* _FRAGMENTO DEL DOCUMENTO_:
§ §
16 de enero de 2024

La experiencia no es sólo de lo cotidiano

Como veíamos, nuestra relación cotidiana con las cosas nos remitía a aquello que denominaba ‘lo experiencial’. Podemos plantearnos qué es eso de lo experiencial, y cómo nos vemos remitido a ello, a ese momento primordial en virtud del cual el ser humano está instalado en la realidad. Para ello partiremos de nuestra relación cotidiana con las cosas, para ver dónde nos lleva.

Cuando uno se pone a pensar sobre esto, se da cuenta de que en su día a día está en continua relación con las cosas, desenvolviéndose vitalmente entre ellas: conociendo las cosas, siendo afectado por ellas, empleándolas para cualquier tarea o necesidad, etc. Continuamente estamos insertos en esta relación continua con las cosas, algo de lo que enseguida nos damos cuenta a poco que nos detengamos en ello: forman parte de nuestra vida, no es posible vivir sin cosas. Y, de modo concomitante, en esa relación con las cosas tomamos consciencia de nosotros mismos: tomando consciencia de nuestra relación con las cosas, tomamos consciencia también de nosotros mismos. No podemos tomar consciencia de nosotros mismos si no es haciendo cosas, sintiendo cosas, aunque sea las de nuestro cuerpo.
§ §
(Datos de detección de objetos)

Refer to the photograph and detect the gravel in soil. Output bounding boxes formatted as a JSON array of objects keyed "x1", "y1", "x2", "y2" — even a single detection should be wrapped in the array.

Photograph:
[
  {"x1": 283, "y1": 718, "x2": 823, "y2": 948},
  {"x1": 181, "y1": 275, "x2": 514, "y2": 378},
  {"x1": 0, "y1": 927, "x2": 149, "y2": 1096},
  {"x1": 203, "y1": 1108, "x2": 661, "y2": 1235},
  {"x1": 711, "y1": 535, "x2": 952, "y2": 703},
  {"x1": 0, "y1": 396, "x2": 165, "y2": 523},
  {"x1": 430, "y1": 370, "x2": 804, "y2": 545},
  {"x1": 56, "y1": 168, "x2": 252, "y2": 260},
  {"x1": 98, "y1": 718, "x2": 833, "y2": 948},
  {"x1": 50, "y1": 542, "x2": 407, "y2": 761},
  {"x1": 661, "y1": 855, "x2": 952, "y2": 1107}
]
§ §
* _QUÉ SE PIDE_:
Responde con brevedad a estas preguntas sobre el fragmento acerca de la experiencia y lo cotidiano:
1. ¿Qué fecha encabeza el fragmento?
2. ¿De qué se parte para averiguar qué es lo experiencial?
3. ¿Sin qué no es posible vivir?

* _RESULTADO_:
1. 16 de enero de 2024.
2. De nuestra relación cotidiana con las cosas.
3. Sin cosas.